## Written exercise
Which Event Log Index fields does the passage on DataONE log access and COUNTER compliance identify as sensitive?

* Start Provided passage *

Authenticated session access

Clients (i.e. web browsers) that have established an authenticated session using a DataONE identity have access to information for any pids for which they are the rightsholder, or pids for which they have an access policy granting write access. For example, if the authenticated subject is 'uid=smith,o=NCEAS,dc=ecoinformatics,dc=org' then the client can query index entries for pids that have access policies allowing write access to the authenticated subject. This level of access allows summary information to be viewed, so the full content of index entries cannot be viewed.

Public Access

All other access is considered non-privileged public access in which case only index entries associated with pids that have an access policy granting public read can be queried. This level of access only allows summary information to be viewed, so the full content of index entries cannot be viewed.

In addition to these access rules, certain fields are considered sensitive such that they cannot be included in Solr field queries (i.e. &fq=<field name>) or included in Solr facet queries (i.e. &facet.field=<field name>). The fields from the Event Log Index that are considered sensitive are rightsHolder, ipAddress, subject and readPermission.

COUNTER Compliance

While unfiltered log records are useful for some system monitoring and related activities, scientifically-meaningful analysis of log records requires that we correct log records for common events that would otherwise artificially inflate the statistics, such as access by web-indexing robots and multiple accesses from the same individual. Within the publishing community, the COUNTER standard has been used to provide a consistent set of guidelines as to how resource access statistics should be reported. To be COUNTER-compliant, DataONE provides three filters on log files:

  1. Only allow status 200 and 304 on READ requests

    This ensures that redirect requests (302) are only counted once, and that unsuccessful requests are ignored.

  2. Exclude robots

    This ensures that the myriad web-robots that constantly index web-accessible content do not artificially inflate results.

  3. Exclude repeat visits within certain time window

    This ensures that accidental double-clicks on a link or repeated requests from a client tool in a short time period are only counted once.

Compliance with these three COUNTER requirements is implemented as two boolean index field (isRepeatVisit and inFullRobotList) which, for each record, determines if a given record adheres to the COUNTER standards outlined above. Client queries which wish to only report COUNTER-compliant results just add a filter expression to their query (isRepeatVisit=false, inFullRobotList=false), and all non-compliant records will be removed from the usage statistics reports.

The field inFullRobotList indicates whether or not the logged event originated from a request issued by a user agent found in the full list of web robots, with the value true indicating that the user agent is a web robot, and thus the event record is not COUNTER compliant.

DataONE will maintain a list on known Internet robots to be used for filtering addresses, and this list will be updated periodically as new robots become known, at least annually.

* End Provided passage *
* Start Provided information *

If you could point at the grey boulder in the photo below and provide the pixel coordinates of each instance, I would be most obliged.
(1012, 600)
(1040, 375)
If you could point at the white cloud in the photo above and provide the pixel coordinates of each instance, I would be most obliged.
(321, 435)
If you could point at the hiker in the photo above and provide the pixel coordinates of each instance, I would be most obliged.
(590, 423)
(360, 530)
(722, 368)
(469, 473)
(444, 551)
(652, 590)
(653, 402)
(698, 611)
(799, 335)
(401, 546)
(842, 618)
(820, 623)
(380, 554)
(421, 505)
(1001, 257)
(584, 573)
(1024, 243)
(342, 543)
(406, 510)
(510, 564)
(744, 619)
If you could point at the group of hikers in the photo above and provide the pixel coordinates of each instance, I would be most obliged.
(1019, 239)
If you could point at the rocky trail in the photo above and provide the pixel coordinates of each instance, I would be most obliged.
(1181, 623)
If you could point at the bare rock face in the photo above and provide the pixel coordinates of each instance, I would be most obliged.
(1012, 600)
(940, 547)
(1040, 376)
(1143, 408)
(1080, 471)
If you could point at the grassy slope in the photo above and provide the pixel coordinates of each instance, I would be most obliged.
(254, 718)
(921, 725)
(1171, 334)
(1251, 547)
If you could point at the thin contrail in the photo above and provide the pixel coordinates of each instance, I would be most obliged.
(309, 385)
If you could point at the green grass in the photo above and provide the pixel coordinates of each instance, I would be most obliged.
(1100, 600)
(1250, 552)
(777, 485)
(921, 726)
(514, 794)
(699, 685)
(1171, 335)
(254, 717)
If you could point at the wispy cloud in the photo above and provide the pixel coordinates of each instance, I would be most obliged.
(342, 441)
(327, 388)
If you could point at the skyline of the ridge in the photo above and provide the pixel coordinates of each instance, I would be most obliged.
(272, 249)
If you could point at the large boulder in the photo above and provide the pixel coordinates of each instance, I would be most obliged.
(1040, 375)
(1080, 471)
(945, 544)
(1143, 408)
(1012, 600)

* End Provided information *

## Solution for this task
rightsHolder, ipAddress, subject and readPermission.